Directions -
In the mailing-list excerpt, which browser was tried in place of Firefox?

Selected excerpt -
==================================================

This is a very disturbing problem, and actually it sounds as a dealbreaker.
I assume you did not find a workaround, but did you find some other
documentation to the problem on Launchpad/Xorg issue tracker/blogs?

Thanks for the valuable input!

On Tue, May 11, 2010 at 2:42 AM, Orna Agmon Ben-Yehuda
<ladyp...@gmail.com>wrote:

> Hi Elazar,
>
> Another problem I have been experiencing for the past 3 major Ubuntu
> distributions (8.*, 9.*, 10.04, 64 bit OS on a 64 bit dual core) is that the
> X becomes extremely slow after a major operation (such as running
> heavy-memory Matlab scripts, or even an ad with sound on walla's weather
> page). It gives me the feeling that even once the application is long gone,
> the memory is still not really freed.
>
> I tried using google-chrome instead of firefox (which causes this problem
> itself sometimes), but it did not help.

==================================================

Listed records -
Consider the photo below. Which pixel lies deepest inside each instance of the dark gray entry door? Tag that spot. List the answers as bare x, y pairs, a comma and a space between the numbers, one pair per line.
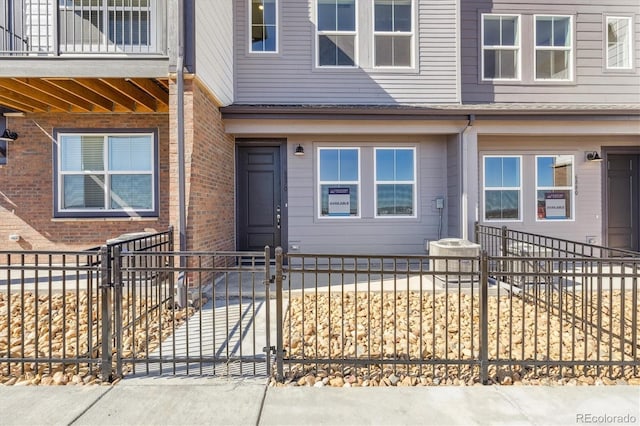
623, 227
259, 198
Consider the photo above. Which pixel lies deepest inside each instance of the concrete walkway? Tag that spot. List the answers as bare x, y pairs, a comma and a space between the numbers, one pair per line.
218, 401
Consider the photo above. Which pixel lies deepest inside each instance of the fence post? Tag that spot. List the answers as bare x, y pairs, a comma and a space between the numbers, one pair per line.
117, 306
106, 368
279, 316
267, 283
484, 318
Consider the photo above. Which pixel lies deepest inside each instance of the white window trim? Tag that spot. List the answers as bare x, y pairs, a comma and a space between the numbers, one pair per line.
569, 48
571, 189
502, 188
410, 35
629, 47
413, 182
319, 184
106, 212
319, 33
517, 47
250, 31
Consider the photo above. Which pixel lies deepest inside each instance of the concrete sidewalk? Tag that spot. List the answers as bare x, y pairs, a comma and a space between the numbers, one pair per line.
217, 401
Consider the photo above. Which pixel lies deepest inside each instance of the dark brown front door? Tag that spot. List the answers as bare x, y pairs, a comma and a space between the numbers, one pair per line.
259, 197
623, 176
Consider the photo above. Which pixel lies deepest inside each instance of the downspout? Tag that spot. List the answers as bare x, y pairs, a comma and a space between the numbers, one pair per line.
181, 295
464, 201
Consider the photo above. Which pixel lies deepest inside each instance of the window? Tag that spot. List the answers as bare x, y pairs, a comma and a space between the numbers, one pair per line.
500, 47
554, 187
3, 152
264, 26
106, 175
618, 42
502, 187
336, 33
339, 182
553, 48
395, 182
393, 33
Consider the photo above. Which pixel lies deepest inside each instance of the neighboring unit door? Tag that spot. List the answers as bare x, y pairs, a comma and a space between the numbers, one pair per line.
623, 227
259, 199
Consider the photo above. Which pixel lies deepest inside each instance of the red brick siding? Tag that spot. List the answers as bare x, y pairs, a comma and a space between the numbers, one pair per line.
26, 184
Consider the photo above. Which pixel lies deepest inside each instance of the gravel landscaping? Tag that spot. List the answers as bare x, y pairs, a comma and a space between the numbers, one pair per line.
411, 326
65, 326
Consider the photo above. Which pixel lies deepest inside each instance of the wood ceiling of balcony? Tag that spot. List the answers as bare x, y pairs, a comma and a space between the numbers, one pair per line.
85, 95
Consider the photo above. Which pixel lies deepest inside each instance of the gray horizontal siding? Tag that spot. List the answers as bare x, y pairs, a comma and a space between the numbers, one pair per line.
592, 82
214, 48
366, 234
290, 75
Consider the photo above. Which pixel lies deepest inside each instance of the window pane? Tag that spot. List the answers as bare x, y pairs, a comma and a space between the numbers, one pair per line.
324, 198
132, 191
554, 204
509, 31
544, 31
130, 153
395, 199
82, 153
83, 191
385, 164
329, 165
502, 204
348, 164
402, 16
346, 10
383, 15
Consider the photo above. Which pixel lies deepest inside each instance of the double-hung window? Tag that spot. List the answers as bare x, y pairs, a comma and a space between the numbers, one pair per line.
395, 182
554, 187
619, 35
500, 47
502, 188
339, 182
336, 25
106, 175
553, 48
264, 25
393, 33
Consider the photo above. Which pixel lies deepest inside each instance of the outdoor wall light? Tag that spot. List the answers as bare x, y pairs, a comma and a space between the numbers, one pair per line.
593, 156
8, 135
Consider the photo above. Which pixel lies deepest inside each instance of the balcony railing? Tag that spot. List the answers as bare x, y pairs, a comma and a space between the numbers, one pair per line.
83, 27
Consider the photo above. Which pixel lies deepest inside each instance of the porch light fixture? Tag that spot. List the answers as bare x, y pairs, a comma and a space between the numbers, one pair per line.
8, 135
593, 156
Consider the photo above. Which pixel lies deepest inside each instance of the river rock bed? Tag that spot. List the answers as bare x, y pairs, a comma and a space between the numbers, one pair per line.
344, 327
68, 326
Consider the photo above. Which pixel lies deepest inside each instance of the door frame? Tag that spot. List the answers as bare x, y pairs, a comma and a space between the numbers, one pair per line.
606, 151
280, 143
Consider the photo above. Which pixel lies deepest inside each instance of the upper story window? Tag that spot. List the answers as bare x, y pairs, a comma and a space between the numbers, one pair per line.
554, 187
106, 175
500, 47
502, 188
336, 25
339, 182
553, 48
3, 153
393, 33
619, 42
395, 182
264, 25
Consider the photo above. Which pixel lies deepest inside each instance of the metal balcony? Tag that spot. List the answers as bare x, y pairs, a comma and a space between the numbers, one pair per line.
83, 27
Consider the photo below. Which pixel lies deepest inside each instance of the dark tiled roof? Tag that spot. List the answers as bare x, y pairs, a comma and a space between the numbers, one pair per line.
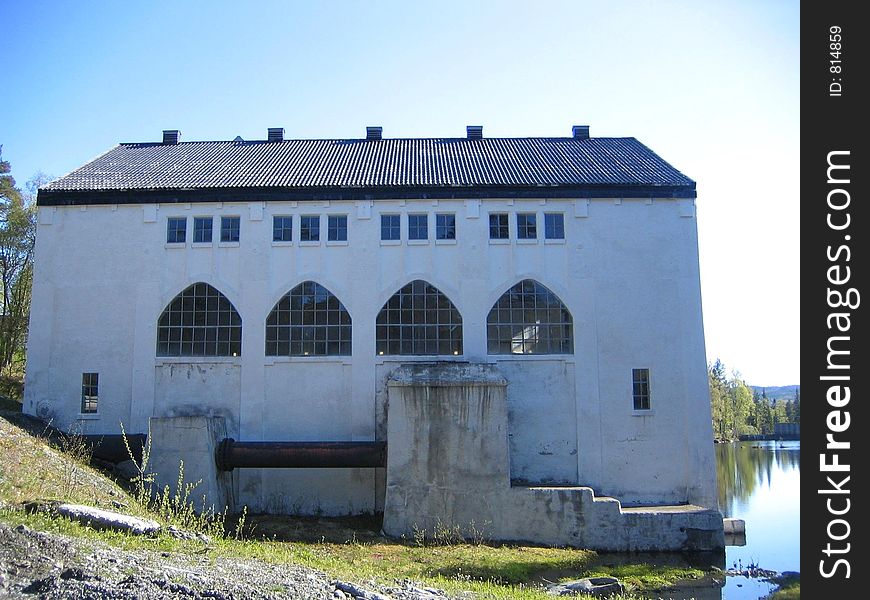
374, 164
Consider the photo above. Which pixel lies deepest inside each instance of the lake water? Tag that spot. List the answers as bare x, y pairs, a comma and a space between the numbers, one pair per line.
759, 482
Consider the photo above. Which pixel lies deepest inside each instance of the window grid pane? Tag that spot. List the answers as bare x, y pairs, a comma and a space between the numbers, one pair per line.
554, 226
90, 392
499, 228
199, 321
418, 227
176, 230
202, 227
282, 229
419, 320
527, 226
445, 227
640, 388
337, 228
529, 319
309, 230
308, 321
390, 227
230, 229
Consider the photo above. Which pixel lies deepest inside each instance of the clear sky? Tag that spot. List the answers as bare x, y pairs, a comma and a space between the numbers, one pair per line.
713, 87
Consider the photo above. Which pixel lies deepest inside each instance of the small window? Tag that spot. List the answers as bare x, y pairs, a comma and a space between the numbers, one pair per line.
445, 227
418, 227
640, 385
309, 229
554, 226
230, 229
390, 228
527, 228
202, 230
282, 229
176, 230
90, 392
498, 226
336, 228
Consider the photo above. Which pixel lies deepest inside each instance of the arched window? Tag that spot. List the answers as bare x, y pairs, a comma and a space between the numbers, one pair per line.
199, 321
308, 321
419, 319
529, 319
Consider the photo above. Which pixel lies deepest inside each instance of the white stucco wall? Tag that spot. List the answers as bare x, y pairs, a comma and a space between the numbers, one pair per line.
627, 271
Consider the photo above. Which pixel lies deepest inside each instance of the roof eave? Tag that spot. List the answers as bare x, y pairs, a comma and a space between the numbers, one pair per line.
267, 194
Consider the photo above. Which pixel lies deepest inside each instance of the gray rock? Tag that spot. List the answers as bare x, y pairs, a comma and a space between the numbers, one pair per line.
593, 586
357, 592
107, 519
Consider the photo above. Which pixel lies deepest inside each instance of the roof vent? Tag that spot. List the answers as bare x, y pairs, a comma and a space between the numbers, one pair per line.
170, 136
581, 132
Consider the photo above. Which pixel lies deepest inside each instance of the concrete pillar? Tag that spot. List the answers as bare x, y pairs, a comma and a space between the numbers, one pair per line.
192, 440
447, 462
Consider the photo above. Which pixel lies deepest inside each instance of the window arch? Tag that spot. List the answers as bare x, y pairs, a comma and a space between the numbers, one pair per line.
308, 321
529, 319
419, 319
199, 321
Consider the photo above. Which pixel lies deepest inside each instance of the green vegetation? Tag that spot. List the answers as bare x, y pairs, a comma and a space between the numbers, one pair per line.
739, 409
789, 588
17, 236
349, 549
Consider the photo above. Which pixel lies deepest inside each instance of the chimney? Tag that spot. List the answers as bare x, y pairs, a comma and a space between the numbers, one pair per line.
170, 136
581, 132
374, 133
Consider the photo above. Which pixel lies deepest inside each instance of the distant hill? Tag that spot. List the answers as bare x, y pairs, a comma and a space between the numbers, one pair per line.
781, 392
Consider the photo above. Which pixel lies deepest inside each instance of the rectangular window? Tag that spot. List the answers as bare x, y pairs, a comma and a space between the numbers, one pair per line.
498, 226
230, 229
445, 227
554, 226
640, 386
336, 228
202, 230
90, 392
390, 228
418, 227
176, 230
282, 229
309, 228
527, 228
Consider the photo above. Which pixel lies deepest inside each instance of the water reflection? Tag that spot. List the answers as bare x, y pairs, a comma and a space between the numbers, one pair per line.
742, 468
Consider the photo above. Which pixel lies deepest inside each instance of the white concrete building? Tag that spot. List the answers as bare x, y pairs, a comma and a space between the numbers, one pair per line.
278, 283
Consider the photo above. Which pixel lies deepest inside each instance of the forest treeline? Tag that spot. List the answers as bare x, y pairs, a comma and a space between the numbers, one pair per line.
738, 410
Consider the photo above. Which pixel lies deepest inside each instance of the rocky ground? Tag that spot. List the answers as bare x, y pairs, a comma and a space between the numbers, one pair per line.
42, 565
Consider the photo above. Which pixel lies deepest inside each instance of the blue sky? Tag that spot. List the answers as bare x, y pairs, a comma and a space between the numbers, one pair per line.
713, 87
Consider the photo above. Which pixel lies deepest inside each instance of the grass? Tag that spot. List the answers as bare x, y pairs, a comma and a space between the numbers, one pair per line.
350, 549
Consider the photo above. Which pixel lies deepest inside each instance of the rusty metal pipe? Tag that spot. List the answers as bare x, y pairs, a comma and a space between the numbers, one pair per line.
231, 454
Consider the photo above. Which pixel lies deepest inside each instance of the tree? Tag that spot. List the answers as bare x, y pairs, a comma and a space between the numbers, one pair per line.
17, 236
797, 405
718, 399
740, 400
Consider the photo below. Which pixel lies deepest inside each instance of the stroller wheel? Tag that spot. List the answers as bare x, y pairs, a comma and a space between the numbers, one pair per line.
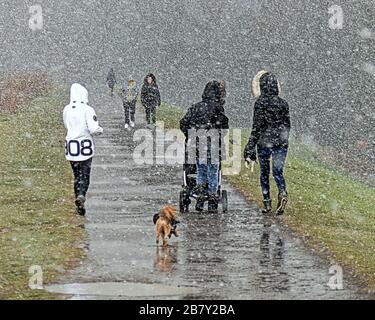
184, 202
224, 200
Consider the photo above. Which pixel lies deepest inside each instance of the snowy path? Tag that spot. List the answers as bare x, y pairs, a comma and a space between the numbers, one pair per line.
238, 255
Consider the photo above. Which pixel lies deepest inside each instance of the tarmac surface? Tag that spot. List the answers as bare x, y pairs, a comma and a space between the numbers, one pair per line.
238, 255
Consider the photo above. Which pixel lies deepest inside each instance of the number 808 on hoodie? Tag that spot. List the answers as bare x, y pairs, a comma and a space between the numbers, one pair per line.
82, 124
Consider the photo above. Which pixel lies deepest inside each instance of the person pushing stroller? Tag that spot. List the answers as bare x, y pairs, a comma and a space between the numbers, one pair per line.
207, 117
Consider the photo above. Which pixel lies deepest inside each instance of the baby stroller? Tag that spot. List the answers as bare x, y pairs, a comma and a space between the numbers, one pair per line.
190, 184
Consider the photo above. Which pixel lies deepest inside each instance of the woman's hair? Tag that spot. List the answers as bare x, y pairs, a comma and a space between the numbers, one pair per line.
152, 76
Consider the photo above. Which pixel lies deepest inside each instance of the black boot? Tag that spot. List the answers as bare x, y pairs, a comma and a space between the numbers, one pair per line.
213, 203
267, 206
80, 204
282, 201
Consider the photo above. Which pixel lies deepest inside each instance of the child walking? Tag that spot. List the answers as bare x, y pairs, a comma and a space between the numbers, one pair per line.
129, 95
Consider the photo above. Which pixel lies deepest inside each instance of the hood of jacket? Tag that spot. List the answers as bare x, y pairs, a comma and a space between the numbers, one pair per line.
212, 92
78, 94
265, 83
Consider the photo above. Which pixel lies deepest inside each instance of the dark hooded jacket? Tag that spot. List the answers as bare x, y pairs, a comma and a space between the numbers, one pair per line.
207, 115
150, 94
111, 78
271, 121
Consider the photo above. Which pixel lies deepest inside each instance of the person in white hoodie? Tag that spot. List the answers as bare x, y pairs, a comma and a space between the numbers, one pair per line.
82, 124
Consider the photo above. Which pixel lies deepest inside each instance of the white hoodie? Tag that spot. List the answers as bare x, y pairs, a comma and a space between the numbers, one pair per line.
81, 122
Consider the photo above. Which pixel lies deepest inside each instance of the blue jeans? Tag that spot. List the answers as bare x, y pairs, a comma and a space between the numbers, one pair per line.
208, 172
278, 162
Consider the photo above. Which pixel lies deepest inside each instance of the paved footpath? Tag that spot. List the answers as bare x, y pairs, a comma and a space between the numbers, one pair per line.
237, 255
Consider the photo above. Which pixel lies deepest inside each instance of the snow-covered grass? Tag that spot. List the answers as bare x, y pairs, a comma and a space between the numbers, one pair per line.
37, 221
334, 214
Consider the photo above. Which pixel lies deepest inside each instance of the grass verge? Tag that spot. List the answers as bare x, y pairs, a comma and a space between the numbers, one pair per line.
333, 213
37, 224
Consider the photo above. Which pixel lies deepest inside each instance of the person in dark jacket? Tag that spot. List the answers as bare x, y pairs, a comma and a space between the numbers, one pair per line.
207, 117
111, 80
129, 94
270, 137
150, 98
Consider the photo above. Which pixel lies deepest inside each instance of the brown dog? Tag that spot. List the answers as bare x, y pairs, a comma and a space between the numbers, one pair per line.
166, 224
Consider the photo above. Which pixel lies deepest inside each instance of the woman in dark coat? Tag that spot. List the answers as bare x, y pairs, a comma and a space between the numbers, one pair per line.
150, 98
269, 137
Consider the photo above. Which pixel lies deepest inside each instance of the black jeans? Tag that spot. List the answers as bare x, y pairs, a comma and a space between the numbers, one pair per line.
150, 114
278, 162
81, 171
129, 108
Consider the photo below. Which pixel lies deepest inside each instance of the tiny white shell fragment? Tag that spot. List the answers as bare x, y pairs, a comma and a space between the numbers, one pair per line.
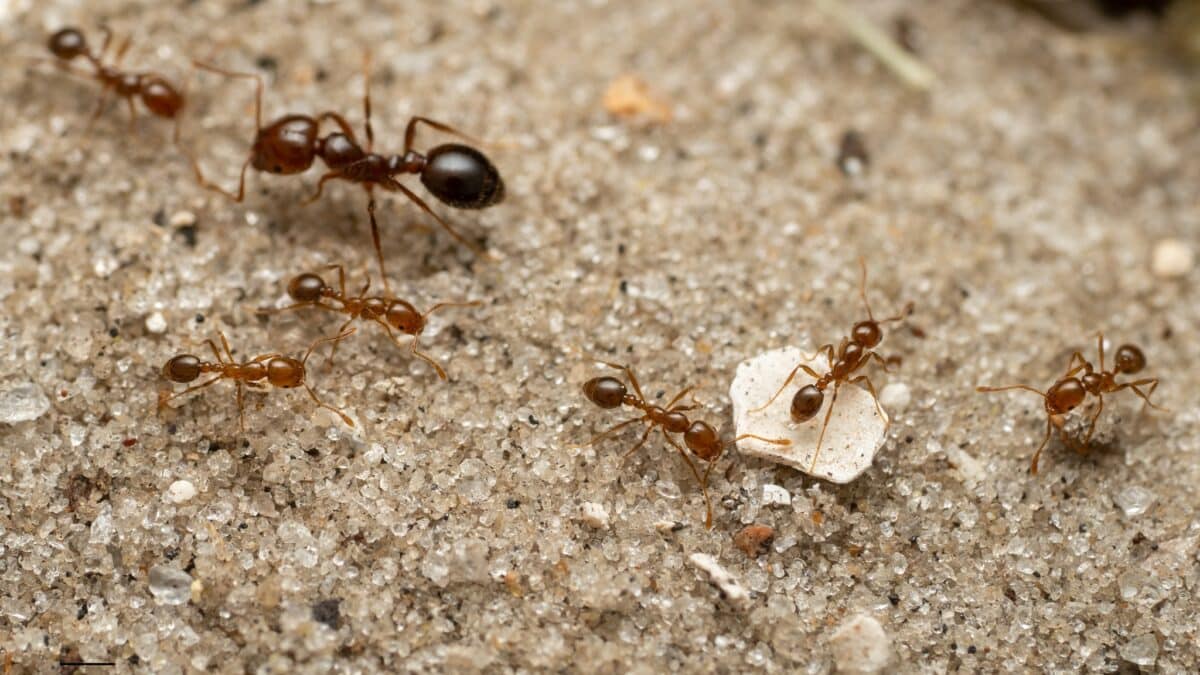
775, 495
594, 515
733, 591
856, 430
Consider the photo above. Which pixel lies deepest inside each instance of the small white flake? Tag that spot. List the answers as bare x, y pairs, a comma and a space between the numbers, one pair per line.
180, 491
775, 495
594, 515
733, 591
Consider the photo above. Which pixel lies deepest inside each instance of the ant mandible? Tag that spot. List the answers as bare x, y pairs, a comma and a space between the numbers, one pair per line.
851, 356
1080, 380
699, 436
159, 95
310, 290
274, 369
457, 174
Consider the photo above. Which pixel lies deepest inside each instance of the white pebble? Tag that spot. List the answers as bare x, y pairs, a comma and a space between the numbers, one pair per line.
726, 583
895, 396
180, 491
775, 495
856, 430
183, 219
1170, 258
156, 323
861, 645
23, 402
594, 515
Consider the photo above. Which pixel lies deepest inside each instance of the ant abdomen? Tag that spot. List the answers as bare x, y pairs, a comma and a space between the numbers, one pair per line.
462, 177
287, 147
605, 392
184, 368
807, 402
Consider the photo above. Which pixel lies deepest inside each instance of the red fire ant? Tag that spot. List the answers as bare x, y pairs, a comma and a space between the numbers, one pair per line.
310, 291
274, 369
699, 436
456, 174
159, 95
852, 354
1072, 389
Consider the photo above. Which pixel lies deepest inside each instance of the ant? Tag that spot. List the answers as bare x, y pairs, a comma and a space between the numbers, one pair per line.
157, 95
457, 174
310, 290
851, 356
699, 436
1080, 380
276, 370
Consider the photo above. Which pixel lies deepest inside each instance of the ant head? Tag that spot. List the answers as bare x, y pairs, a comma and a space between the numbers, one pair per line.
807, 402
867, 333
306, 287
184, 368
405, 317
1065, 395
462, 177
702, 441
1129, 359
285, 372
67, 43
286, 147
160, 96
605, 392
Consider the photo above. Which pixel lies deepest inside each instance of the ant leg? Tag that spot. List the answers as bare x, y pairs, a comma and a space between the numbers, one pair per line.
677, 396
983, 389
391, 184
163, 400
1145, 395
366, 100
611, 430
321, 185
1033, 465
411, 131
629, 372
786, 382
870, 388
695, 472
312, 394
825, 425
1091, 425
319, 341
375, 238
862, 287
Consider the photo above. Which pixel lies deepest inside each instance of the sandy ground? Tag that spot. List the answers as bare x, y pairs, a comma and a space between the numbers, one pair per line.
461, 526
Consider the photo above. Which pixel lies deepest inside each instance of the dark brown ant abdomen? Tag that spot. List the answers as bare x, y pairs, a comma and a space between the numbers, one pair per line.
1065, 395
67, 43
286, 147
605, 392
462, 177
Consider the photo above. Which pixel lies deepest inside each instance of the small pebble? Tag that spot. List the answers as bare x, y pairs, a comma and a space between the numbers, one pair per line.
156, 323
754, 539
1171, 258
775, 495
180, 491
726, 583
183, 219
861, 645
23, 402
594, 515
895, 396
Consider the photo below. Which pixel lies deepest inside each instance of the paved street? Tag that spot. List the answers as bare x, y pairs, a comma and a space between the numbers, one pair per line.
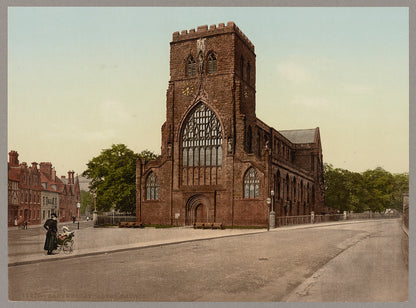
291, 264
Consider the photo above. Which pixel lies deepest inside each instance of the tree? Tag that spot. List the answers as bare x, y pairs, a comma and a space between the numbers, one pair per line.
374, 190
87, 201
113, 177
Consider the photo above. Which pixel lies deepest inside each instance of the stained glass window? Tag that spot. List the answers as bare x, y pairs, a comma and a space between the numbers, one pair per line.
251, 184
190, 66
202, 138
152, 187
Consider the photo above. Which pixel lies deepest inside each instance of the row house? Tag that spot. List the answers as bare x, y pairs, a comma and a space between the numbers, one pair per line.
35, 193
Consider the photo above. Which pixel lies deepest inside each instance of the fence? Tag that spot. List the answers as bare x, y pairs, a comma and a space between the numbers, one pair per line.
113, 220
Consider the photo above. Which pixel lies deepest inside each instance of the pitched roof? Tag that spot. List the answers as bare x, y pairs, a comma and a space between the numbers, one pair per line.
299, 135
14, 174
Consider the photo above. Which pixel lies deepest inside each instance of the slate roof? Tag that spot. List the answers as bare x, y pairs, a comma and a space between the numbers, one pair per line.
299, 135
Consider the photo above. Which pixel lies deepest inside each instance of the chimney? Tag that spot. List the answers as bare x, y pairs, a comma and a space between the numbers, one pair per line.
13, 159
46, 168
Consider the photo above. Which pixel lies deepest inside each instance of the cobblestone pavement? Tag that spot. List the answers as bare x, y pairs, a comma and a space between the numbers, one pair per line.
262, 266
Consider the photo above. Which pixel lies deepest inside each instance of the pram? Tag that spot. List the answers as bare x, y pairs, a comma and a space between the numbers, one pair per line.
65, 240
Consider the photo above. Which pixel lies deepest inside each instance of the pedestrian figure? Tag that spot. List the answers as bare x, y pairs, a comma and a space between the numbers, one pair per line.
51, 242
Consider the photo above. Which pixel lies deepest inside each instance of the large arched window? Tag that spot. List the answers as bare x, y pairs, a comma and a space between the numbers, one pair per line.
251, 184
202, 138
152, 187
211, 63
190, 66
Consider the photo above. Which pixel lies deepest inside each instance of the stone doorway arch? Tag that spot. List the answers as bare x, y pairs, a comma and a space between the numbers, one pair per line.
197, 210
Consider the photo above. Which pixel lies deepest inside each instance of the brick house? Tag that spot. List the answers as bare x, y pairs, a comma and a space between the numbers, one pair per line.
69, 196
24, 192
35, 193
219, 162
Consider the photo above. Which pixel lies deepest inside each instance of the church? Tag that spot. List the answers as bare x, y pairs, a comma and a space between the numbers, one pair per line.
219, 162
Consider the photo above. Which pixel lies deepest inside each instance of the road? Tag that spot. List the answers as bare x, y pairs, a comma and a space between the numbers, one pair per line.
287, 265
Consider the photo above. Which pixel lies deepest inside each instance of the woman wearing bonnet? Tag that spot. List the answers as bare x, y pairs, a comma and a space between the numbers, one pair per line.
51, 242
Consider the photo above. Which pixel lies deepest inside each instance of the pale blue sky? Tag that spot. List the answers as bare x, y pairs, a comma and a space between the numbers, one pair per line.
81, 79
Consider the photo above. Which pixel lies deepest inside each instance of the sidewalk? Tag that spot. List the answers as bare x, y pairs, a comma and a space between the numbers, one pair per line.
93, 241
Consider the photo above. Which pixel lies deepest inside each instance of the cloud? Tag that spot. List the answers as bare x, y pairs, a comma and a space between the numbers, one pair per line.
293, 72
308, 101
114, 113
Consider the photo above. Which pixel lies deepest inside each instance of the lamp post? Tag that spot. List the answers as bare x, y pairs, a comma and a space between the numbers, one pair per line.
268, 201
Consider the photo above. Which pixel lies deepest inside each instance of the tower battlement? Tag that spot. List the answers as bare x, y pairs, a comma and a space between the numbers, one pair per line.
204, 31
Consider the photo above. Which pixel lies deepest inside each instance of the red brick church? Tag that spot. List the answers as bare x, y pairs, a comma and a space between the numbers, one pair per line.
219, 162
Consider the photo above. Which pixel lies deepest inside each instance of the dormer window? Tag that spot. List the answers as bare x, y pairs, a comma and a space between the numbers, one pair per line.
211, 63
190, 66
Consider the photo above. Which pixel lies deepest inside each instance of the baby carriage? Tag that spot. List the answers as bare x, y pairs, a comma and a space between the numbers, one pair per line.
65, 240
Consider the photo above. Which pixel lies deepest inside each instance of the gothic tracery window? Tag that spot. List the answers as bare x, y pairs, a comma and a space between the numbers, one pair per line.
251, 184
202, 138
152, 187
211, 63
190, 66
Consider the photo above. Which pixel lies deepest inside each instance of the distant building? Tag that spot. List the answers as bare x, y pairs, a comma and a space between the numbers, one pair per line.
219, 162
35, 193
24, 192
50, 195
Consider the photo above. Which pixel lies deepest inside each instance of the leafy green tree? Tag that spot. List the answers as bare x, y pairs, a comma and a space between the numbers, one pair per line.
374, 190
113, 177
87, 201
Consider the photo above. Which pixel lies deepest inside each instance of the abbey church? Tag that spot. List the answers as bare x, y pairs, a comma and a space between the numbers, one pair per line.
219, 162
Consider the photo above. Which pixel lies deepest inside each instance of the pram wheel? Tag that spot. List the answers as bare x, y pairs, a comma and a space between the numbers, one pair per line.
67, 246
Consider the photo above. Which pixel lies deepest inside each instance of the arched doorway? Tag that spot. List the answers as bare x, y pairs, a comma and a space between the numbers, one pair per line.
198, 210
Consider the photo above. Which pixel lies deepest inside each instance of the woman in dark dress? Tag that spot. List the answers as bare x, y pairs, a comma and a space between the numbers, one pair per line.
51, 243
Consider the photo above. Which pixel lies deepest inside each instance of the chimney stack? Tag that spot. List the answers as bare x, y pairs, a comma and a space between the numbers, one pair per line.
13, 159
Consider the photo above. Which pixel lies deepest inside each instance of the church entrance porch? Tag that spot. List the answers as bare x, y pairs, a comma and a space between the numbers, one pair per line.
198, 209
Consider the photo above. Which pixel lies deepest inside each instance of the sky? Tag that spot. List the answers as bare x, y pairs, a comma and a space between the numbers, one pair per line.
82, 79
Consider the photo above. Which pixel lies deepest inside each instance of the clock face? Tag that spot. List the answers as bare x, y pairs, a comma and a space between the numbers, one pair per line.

==================================================

Written solution -
Google Chrome